▸ **原文节选**:
··········

跟随印开蒲重走“威尔逊之路”
作者:葛维樱( 威尔逊 )
启程
我们的探寻从四川西部的宝兴县开始。即使睡着,身体跟着车七弯八拐,能感觉到高速公路很快结束,山路和超级山路间歇出现了。这是1908年英国植物学家威尔逊从成都到康定的线路,此前他已经两次从不同路线穿越了,这次最为艰险但他信心最足。1869年,英国传教士戴维在宝兴制作了世界上第一件大熊猫标本,同时第一次向西方展示并引起轰动的,还有古老植物珙桐。威尔逊第一个带回了珙桐的种子,并成功引种存活,正是名声大噪的光景。“事实证明了,我所看到的森林和山脉的景观,伴随大量种类繁多的植物被发现、被采集,是对这次艰险旅程的回报。”威尔逊说。

··········

(分割数据)

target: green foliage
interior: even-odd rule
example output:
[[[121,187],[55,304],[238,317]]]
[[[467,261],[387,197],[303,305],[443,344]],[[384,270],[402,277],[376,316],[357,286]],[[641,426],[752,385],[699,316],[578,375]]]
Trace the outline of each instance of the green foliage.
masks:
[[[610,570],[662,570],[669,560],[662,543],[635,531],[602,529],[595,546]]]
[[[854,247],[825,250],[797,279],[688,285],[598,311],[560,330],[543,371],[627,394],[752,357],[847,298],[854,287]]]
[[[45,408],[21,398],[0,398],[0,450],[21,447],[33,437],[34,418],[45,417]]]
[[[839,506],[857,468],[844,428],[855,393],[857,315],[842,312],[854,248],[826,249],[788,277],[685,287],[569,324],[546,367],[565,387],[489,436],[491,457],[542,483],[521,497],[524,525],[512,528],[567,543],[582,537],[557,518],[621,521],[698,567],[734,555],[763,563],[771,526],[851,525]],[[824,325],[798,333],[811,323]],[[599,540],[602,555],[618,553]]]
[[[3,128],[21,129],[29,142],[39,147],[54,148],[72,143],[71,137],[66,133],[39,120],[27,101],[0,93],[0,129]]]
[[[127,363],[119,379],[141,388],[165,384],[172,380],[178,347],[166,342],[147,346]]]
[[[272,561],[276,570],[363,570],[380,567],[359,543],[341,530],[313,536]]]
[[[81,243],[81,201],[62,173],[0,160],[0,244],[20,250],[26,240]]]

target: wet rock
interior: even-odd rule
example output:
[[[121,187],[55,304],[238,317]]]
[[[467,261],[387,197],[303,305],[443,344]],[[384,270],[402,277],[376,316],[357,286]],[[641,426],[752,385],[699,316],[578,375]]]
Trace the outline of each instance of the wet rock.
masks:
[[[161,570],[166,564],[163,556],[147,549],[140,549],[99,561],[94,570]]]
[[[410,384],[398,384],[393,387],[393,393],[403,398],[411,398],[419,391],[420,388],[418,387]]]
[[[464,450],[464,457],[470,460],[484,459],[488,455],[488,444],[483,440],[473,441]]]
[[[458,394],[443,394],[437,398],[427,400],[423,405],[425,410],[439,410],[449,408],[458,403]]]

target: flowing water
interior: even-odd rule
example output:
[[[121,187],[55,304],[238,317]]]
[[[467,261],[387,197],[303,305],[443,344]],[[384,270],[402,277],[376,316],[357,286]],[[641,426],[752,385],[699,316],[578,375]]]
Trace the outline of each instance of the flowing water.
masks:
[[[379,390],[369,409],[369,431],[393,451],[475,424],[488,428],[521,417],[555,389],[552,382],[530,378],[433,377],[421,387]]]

··········

▸ **完成以下各题**:
a – 请把上面关于重走“威尔逊之路”的原文节选完整抄写一遍，不要改动任何字句。
b – 将分割数据中从含有“target: flowing water”的那一行起、一直到分割数据末尾的所有行改写成编号列表，首尾两行都包括在内，空行不列入。

▸ **书面答案**:
a –
跟随印开蒲重走“威尔逊之路”
作者:葛维樱( 威尔逊 )
启程
我们的探寻从四川西部的宝兴县开始。即使睡着,身体跟着车七弯八拐,能感觉到高速公路很快结束,山路和超级山路间歇出现了。这是1908年英国植物学家威尔逊从成都到康定的线路,此前他已经两次从不同路线穿越了,这次最为艰险但他信心最足。1869年,英国传教士戴维在宝兴制作了世界上第一件大熊猫标本,同时第一次向西方展示并引起轰动的,还有古老植物珙桐。威尔逊第一个带回了珙桐的种子,并成功引种存活,正是名声大噪的光景。“事实证明了,我所看到的森林和山脉的景观,伴随大量种类繁多的植物被发现、被采集,是对这次艰险旅程的回报。”威尔逊说。

b –
1. target: flowing water
2. interior: even-odd rule
3. example output:
4. [[[121,187],[55,304],[238,317]]]
5. [[[467,261],[387,197],[303,305],[443,344]],[[384,270],[402,277],[376,316],[357,286]],[[641,426],[752,385],[699,316],[578,375]]]
6. Trace the outline of each instance of the flowing water.
7. masks:
8. [[[379,390],[369,409],[369,431],[393,451],[475,424],[488,428],[521,417],[555,389],[552,382],[530,378],[433,377],[421,387]]]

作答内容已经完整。